__What this task involves__: Return every one of the items below unchanged, line for line.

— Start Input —

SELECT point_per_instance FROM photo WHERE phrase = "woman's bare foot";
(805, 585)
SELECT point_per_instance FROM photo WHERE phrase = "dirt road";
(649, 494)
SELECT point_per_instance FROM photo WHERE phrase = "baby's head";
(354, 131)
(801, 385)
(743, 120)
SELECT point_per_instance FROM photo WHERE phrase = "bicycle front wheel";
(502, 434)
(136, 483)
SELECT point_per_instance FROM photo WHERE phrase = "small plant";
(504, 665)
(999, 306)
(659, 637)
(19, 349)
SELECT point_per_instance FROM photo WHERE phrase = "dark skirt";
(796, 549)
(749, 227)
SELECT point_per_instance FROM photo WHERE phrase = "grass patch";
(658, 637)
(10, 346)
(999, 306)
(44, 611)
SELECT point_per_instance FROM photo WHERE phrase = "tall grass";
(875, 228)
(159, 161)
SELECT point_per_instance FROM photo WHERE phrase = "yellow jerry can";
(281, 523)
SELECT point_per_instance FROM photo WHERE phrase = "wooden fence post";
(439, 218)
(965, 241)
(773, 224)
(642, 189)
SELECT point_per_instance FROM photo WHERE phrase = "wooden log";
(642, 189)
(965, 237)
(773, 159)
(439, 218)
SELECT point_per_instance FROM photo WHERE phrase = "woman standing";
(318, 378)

— End Input —

__Exercise solution__:
SELECT point_per_instance FROM photo WHERE phrase = "woman's bare foot";
(805, 585)
SELECT point_per_instance FROM photo WHERE phrase = "dirt road";
(649, 494)
SELECT point_per_instance FROM photo WHERE phrase = "baby's head";
(354, 131)
(801, 385)
(743, 120)
SELECT point_per_instance FROM photo WHERE phrase = "bicycle front wheel";
(502, 434)
(136, 483)
SELECT point_per_instance FROM photo WHERE phrase = "small plant";
(504, 665)
(999, 306)
(659, 637)
(19, 349)
SELECT point_per_instance FROM photo WHERE phrase = "dark skirt";
(796, 549)
(749, 227)
SELECT point_per_instance FROM photo WHERE phrase = "grass patch";
(658, 637)
(10, 346)
(999, 306)
(44, 611)
SELECT point_per_instance FROM photo WHERE phrase = "tall grass";
(875, 228)
(159, 161)
SELECT point_per_instance FROM photo WHERE phrase = "yellow jerry can";
(281, 523)
SELECT point_per_instance FROM photo WHERE phrase = "wooden fence post";
(439, 218)
(965, 241)
(773, 224)
(642, 189)
SELECT point_per_instance FROM photo WHERE phrase = "wooden log";
(642, 189)
(965, 237)
(773, 159)
(439, 218)
SELECT point_per_instance FROM photo WHERE phrase = "woman standing";
(318, 378)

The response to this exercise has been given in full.